### Prompt 1:
Output the part of the Statue of Liberty text starting with "In Paris, Bartholdi" and going on through "French frigate Isère.", copied word for word.

### Page excerpt:

Support our mission and become a member!
home H logo
the HOM Network

Liberty Lands: 350 Pieces, One Powerful Idea

On June 17, 1885, the world’s most famous statue arrived not as a monument, but as a promise. A promise of friendship. Of freedom. Of a future where liberty would light the way.

On June 17, 1885, the world’s most famous statue arrived not as a monument, but as a promise. A promise of friendship. Of freedom. Of a future where liberty would light the way.

What Happened?

It started with an idea—freedom, gifted in metal. Frenchman Édouard de Laboulaye, inspired by the U.S. abolition of slavery and the centennial of its independence, proposed a statue to commemorate liberty itself. Sculptor Frédéric-Auguste Bartholdi answered the call with a robed woman holding a torch, her crown radiating light, her feet crushing chains of bondage.

The French built the statue. Americans were to build the pedestal. But fundraising dragged. Enter newspaper tycoon Joseph Pulitzer, who launched a people-powered campaign, printing every donor’s name—rich or poor. 120,000 people answered. Liberty was crowdfunded.

In Paris, Bartholdi and engineer Gustave Eiffel solved the riddle of keeping a copper colossus upright. They completed construction in 1884. Then, Liberty came apart—dismantled into 350 pieces and shipped across the sea in 214 crates aboard the French frigate Isère.

When she arrived in New York Harbor on June 17, 1885, she was welcomed not with speeches—but with construction delays. The pedestal wasn’t finished until 1886. But when Lady Liberty was finally raised on Bedloe’s Island, she was the tallest thing in New York City—and the boldest thing in its identity.

### Prompt 2:
Extract each line of the records that contains the string "vertices", treating uppercase and lowercase letters as different.

Outline entries for images:

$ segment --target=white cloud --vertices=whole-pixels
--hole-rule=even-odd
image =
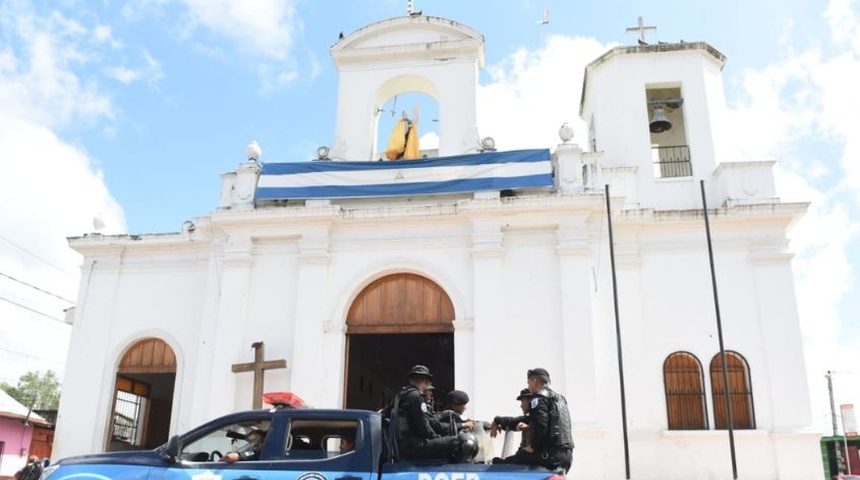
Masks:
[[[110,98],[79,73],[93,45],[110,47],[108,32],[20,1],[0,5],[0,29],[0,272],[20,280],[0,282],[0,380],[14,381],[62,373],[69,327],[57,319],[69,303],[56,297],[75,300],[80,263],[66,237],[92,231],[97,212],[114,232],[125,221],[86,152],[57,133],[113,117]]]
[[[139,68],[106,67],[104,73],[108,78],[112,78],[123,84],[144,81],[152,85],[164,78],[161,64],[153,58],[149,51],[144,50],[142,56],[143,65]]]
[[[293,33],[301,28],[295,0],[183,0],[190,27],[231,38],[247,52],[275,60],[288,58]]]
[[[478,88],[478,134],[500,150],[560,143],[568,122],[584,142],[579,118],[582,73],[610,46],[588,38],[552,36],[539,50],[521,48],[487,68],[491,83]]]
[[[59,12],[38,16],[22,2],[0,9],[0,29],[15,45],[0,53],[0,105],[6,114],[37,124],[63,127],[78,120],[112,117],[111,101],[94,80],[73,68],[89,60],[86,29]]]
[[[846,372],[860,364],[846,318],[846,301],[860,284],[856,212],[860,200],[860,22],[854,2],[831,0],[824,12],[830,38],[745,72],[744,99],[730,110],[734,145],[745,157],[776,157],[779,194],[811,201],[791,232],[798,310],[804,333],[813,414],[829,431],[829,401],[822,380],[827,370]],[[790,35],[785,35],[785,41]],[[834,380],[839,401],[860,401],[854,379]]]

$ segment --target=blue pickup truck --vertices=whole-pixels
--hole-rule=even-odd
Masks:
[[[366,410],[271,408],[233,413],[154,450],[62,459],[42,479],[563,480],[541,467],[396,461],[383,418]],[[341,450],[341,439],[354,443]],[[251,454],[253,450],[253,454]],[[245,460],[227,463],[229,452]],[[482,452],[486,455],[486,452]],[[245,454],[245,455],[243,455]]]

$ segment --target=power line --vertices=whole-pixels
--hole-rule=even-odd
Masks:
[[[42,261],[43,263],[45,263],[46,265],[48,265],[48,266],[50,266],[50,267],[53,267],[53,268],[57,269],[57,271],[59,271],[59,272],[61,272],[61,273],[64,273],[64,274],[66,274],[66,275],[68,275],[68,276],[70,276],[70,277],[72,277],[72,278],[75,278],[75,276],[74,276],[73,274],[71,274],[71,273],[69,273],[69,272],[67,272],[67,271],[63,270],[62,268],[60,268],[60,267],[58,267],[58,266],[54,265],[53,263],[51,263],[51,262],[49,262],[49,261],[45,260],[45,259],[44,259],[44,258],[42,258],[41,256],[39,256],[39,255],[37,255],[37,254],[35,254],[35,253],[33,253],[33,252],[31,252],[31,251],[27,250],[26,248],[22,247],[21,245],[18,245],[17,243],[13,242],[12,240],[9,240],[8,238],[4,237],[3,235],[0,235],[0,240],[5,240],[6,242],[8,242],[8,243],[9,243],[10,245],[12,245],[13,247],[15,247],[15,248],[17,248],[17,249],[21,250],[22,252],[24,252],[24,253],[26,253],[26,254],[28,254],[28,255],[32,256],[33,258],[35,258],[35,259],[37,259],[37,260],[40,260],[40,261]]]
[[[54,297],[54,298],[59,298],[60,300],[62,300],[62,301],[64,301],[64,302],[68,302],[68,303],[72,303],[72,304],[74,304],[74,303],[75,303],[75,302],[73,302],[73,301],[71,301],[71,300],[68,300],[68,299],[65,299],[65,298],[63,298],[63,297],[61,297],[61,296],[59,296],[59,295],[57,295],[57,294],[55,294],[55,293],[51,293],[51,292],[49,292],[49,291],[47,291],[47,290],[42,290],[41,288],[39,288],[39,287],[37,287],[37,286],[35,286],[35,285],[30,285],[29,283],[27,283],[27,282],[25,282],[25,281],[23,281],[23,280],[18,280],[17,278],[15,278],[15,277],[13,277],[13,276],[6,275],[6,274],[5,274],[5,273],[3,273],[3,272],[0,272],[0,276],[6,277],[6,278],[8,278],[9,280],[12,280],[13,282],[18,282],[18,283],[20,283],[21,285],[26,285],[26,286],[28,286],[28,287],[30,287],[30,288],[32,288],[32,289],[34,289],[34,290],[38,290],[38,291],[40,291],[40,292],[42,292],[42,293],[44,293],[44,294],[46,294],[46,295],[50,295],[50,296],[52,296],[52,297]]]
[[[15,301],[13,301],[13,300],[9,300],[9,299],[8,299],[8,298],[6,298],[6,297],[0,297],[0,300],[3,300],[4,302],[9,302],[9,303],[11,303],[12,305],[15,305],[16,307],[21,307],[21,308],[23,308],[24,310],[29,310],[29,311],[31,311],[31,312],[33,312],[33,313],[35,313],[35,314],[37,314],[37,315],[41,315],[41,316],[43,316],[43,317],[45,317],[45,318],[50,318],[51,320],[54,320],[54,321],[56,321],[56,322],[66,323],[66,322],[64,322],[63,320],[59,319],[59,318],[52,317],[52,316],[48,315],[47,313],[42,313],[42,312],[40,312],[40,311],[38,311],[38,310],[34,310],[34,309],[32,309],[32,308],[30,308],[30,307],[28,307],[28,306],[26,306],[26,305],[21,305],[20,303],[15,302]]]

### Reply 1:
In Paris, Bartholdi and engineer Gustave Eiffel solved the riddle of keeping a copper colossus upright. They completed construction in 1884. Then, Liberty came apart—dismantled into 350 pieces and shipped across the sea in 214 crates aboard the French frigate Isère.

### Reply 2:
$ segment --target=white cloud --vertices=whole-pixels
$ segment --target=blue pickup truck --vertices=whole-pixels
$ segment --target=power line --vertices=whole-pixels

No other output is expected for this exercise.